ABOUT THIS TASK - Exact copy, no pictures: reproduce every record below as it stands.

PROVIDED ENTRIES -
┄┄┄┄┄┄┄┄┄┄

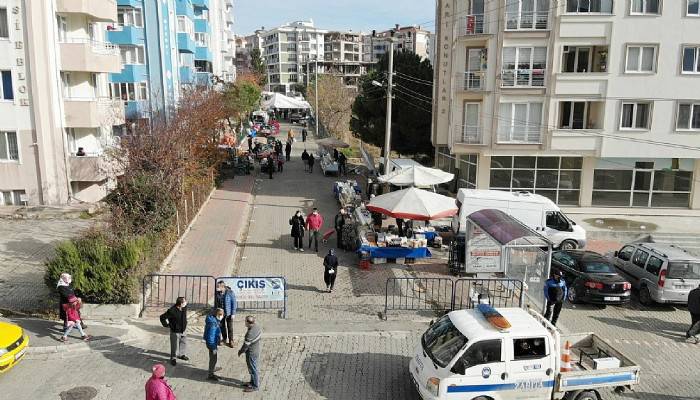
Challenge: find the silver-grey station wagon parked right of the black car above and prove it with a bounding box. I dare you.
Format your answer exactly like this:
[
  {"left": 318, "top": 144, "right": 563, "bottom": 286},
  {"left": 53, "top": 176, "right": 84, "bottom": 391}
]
[{"left": 608, "top": 243, "right": 700, "bottom": 305}]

┄┄┄┄┄┄┄┄┄┄

THE ANSWER -
Challenge: find the silver-grey station wagon parked right of the black car above and prove it with a bounding box. I dare you.
Format your answer exactly like this:
[
  {"left": 318, "top": 144, "right": 563, "bottom": 286},
  {"left": 53, "top": 176, "right": 84, "bottom": 391}
]
[{"left": 608, "top": 243, "right": 700, "bottom": 305}]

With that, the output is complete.